▶ The task
Count how many lines of the records below contain the string "haze", treating uppercase and lowercase as different, and reply with only that number.

▶ Data to use
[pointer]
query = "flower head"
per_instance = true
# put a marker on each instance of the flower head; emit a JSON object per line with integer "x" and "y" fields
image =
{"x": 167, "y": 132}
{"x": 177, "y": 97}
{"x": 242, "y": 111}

--

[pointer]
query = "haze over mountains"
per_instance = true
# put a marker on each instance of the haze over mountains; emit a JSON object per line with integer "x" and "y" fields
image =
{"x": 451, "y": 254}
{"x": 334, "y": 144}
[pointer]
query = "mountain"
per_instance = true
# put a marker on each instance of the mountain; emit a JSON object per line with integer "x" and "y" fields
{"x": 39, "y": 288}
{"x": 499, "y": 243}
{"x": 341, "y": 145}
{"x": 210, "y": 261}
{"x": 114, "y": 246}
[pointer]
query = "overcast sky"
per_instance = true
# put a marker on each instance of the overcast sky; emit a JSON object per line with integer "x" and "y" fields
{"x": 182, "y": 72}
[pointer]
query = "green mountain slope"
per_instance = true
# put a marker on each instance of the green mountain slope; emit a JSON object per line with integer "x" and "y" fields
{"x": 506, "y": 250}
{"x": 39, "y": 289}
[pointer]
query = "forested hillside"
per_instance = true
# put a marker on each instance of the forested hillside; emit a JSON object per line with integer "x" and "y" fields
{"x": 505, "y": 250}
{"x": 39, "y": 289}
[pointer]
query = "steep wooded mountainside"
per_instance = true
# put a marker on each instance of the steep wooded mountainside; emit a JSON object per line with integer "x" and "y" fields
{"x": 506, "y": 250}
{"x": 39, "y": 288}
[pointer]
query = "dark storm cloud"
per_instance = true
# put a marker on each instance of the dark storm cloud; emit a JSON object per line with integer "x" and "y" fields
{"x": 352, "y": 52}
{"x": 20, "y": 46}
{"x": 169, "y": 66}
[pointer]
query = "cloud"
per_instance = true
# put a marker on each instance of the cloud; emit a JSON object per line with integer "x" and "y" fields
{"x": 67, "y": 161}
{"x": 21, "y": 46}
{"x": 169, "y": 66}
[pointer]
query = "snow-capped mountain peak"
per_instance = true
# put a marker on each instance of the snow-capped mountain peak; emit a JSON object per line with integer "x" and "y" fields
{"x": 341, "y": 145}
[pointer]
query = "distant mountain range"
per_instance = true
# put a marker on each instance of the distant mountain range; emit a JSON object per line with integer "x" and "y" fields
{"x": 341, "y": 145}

▶ Result
2